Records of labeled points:
________________________

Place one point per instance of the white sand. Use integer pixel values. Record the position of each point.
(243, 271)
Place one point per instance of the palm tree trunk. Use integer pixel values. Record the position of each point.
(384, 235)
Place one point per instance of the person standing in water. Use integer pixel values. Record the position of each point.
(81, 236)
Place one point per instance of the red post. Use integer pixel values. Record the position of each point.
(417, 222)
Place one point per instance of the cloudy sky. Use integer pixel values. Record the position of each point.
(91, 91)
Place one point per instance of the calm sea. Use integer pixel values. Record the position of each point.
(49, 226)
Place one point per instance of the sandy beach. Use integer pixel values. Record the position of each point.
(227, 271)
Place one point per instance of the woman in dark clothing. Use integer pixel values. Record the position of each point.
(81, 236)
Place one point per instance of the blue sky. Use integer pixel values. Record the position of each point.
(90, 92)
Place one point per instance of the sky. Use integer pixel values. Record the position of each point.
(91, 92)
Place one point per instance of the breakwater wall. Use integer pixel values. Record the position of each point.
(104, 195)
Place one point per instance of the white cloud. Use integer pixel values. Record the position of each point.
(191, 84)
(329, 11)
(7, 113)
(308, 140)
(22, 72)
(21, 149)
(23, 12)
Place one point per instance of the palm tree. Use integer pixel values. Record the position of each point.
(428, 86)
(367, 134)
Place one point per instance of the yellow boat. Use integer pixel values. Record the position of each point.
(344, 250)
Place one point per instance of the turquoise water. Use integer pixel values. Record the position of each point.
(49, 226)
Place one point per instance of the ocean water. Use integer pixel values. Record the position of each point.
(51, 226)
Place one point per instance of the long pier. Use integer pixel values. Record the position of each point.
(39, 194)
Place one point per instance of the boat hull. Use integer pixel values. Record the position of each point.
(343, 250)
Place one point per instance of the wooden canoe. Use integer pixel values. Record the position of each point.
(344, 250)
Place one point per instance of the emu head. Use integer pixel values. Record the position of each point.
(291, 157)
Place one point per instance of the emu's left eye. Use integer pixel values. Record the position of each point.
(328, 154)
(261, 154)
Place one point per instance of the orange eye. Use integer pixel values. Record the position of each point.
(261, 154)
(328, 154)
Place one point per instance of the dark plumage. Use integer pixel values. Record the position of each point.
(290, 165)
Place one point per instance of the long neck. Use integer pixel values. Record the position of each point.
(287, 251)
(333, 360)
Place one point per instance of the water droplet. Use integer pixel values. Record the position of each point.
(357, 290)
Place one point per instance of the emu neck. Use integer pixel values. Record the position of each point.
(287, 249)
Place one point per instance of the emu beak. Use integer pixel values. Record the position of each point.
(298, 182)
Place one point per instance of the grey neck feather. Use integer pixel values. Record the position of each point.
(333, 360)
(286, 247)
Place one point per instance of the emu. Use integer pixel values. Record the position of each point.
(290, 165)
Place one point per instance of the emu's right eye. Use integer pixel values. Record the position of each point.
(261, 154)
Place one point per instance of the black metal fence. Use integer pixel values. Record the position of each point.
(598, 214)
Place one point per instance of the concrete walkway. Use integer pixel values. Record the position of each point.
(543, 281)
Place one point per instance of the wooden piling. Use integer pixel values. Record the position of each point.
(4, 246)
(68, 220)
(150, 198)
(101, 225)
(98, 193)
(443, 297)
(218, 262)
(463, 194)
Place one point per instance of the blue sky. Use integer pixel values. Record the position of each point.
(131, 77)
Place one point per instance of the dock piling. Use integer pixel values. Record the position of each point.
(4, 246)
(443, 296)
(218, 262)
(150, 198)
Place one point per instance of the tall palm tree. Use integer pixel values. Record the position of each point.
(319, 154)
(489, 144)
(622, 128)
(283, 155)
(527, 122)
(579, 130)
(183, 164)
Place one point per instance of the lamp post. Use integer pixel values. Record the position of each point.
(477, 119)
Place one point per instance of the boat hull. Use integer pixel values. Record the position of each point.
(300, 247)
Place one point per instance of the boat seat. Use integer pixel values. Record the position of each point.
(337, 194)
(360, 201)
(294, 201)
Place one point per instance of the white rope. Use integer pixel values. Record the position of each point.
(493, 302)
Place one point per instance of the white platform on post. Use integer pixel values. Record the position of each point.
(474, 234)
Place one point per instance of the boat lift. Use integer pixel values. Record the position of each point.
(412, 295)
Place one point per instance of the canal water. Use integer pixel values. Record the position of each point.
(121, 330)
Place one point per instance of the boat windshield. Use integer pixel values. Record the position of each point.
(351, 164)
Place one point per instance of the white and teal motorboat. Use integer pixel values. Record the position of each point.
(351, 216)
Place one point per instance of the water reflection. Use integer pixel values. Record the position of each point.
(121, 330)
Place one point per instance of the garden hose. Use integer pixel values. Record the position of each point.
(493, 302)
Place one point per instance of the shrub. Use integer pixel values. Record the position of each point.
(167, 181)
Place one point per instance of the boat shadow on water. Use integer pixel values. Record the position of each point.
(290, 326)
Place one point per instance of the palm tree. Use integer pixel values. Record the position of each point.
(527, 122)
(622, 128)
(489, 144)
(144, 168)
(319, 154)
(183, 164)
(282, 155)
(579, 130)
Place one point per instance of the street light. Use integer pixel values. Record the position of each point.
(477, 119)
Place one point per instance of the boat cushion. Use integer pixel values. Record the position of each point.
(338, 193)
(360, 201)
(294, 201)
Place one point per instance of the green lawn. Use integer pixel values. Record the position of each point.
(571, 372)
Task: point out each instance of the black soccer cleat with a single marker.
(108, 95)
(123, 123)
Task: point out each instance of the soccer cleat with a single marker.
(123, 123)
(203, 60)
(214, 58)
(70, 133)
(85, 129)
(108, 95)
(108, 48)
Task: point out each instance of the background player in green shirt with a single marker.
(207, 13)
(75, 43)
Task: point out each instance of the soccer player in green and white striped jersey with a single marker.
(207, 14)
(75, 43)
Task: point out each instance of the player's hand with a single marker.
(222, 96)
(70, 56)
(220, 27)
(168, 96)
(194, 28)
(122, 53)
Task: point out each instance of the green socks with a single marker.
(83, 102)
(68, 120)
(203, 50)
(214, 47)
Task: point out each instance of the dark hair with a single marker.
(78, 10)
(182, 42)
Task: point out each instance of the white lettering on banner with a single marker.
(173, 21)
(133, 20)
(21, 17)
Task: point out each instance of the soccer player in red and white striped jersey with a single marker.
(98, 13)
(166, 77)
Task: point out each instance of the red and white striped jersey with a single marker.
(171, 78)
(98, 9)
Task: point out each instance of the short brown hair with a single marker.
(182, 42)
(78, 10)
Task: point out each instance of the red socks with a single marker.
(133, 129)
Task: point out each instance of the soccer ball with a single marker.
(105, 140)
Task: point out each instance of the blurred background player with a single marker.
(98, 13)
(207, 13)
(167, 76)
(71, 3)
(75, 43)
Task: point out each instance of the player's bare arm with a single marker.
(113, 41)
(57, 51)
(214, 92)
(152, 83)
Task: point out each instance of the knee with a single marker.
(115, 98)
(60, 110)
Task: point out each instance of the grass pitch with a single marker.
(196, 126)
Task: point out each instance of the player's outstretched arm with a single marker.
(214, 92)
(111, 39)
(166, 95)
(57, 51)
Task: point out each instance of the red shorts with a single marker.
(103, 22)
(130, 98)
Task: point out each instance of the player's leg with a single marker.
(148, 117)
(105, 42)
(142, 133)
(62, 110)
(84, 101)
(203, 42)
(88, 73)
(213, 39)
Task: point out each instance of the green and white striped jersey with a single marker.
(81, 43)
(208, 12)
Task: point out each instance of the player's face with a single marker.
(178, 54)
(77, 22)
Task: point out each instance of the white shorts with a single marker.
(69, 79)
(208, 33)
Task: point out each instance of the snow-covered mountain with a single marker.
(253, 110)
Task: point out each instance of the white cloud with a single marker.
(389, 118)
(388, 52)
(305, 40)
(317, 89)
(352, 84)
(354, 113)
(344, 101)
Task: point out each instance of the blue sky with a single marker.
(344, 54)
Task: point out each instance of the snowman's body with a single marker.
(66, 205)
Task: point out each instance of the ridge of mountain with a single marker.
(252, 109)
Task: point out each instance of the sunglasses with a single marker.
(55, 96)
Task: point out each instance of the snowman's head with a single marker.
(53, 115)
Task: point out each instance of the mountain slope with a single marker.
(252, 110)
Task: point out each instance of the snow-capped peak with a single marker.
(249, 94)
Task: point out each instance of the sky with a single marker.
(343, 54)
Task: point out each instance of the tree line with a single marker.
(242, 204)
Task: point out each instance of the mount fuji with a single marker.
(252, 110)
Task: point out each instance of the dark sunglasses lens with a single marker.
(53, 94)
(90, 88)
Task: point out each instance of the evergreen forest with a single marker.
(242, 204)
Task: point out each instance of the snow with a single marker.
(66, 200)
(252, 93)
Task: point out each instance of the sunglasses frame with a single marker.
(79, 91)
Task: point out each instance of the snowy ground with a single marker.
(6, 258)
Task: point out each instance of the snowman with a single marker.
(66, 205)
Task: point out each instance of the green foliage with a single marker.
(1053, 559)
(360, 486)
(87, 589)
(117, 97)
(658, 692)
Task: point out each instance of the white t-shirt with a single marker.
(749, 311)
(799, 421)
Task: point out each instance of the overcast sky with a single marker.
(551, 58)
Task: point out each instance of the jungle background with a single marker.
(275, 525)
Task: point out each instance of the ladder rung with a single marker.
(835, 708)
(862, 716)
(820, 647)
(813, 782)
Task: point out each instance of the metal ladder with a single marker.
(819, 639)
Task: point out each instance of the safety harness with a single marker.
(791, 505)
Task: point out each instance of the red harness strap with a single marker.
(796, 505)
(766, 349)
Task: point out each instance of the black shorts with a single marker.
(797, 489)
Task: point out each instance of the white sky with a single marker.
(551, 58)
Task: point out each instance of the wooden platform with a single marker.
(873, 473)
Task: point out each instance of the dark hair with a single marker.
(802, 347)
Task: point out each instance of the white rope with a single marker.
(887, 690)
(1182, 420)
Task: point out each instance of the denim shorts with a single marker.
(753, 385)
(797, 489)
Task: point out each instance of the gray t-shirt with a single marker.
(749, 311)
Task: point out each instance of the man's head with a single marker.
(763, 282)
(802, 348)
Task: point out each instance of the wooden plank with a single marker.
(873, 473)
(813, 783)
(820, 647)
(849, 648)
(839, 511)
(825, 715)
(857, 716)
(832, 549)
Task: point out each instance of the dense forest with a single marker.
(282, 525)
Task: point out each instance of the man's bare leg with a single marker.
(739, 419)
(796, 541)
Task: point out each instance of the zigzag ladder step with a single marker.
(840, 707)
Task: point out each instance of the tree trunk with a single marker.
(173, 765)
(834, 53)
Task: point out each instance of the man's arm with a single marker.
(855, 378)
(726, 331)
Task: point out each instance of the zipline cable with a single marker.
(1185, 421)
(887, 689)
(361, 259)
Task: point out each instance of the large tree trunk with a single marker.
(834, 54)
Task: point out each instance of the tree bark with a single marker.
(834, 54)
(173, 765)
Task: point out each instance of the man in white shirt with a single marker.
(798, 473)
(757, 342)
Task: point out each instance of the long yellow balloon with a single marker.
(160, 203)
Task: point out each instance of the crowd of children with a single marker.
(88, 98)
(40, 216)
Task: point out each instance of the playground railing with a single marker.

________________________

• Goal:
Give back exactly the lines from the one containing "Task: point out each instance of the black shorts" to the end of the material, both ends included.

• In response:
Task: point out each instance of the black shorts with a single marker.
(797, 489)
Task: point out each instance of the white sky with a single marker.
(551, 58)
Task: point out each instance of the wooden platform with a single marker.
(873, 473)
Task: point out each instance of the dark hair with a single marker.
(802, 347)
Task: point out each instance of the white rope with a single marker.
(887, 690)
(1182, 420)
Task: point out each instance of the denim shorts with a single marker.
(753, 385)
(797, 489)
Task: point out each instance of the gray t-shirt with a single marker.
(749, 311)
Task: point out each instance of the man's head with a single marker.
(763, 282)
(802, 348)
Task: point out each instance of the wooden plank with a single marker.
(873, 473)
(813, 783)
(820, 647)
(849, 648)
(839, 511)
(825, 715)
(857, 716)
(832, 549)
Task: point out each instance of the dense forest with a single marker.
(282, 525)
Task: point out each instance of the man's bare leg with a single marker.
(739, 419)
(796, 541)
Task: point out each instance of the zigzag ladder step with a single marker.
(840, 707)
Task: point out each instance of the tree trunk with a single marker.
(173, 765)
(834, 53)
Task: point out each instance of the man's arm with a single marker.
(855, 378)
(726, 331)
Task: point out each instance of the zipline cable with a single marker.
(1185, 421)
(887, 689)
(361, 259)
Task: point out each instance of the large tree trunk with a single marker.
(834, 54)
Task: point out each instance of the tree bark with a single marker.
(834, 54)
(173, 765)
Task: point out each instance of the man in white shirt with a single marker.
(798, 473)
(757, 342)
Task: point out each instance of the long yellow balloon with a single marker.
(160, 203)
Task: point out each instance of the crowd of children with a single marker.
(88, 98)
(40, 216)
Task: point out each instance of the playground railing with a single marker.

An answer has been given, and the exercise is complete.